• **Exercise input**:

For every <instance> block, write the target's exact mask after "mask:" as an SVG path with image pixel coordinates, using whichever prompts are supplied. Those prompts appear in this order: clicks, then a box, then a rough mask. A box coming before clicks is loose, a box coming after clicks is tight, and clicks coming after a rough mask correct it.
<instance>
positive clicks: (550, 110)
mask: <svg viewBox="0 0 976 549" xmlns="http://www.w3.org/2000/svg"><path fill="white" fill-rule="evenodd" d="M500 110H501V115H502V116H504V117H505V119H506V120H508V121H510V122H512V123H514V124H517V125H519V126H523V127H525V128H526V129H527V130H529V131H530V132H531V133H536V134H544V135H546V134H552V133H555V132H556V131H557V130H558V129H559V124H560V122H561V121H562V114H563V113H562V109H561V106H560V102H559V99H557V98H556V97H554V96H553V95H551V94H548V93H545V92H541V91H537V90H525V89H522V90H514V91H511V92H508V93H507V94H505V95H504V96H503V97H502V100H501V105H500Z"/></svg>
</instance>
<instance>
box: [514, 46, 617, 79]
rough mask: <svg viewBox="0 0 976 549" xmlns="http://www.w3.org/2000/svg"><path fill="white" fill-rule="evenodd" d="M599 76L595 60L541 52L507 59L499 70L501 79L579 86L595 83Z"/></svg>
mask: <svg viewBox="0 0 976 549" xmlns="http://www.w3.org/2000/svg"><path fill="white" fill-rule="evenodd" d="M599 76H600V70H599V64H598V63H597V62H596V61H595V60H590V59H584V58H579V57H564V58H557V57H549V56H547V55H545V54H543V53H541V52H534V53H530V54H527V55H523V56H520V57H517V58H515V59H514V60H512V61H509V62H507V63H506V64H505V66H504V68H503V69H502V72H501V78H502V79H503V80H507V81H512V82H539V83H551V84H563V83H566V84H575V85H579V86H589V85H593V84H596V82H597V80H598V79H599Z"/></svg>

• **Task item**: Restate the records above in full, keeping each line exactly as it stands.

• **Output below**:
For every <instance> block, write the target's exact mask after "mask:" as an SVG path with image pixel coordinates, using whichever prompts are supplied. Those prompts appear in this order: clicks, then a box, then a rough mask. A box coming before clicks is loose, a box coming after clicks is tight, and clicks coming after a rough mask correct it.
<instance>
positive clicks: (550, 110)
mask: <svg viewBox="0 0 976 549" xmlns="http://www.w3.org/2000/svg"><path fill="white" fill-rule="evenodd" d="M500 110H501V115H502V116H504V117H505V119H506V120H508V121H510V122H512V123H514V124H517V125H519V126H523V127H525V128H526V129H527V130H529V131H530V132H531V133H536V134H544V135H546V134H552V133H555V132H556V131H557V130H558V129H559V124H560V122H561V121H562V114H563V113H562V109H561V106H560V102H559V99H557V98H556V97H554V96H553V95H551V94H548V93H545V92H541V91H537V90H525V89H522V90H514V91H511V92H508V93H507V94H505V95H504V96H503V97H502V100H501V105H500Z"/></svg>
</instance>
<instance>
box: [514, 46, 617, 79]
rough mask: <svg viewBox="0 0 976 549" xmlns="http://www.w3.org/2000/svg"><path fill="white" fill-rule="evenodd" d="M599 76L595 60L541 52L507 59L499 70L501 79L579 86L595 83Z"/></svg>
mask: <svg viewBox="0 0 976 549" xmlns="http://www.w3.org/2000/svg"><path fill="white" fill-rule="evenodd" d="M599 76H600V70H599V64H598V63H597V62H596V61H595V60H590V59H584V58H579V57H564V58H557V57H549V56H547V55H545V54H543V53H541V52H534V53H530V54H527V55H523V56H520V57H517V58H515V59H514V60H512V61H509V62H507V63H506V64H505V66H504V68H503V69H502V72H501V78H502V79H503V80H507V81H512V82H539V83H551V84H563V83H566V84H575V85H579V86H589V85H593V84H596V82H597V80H598V79H599Z"/></svg>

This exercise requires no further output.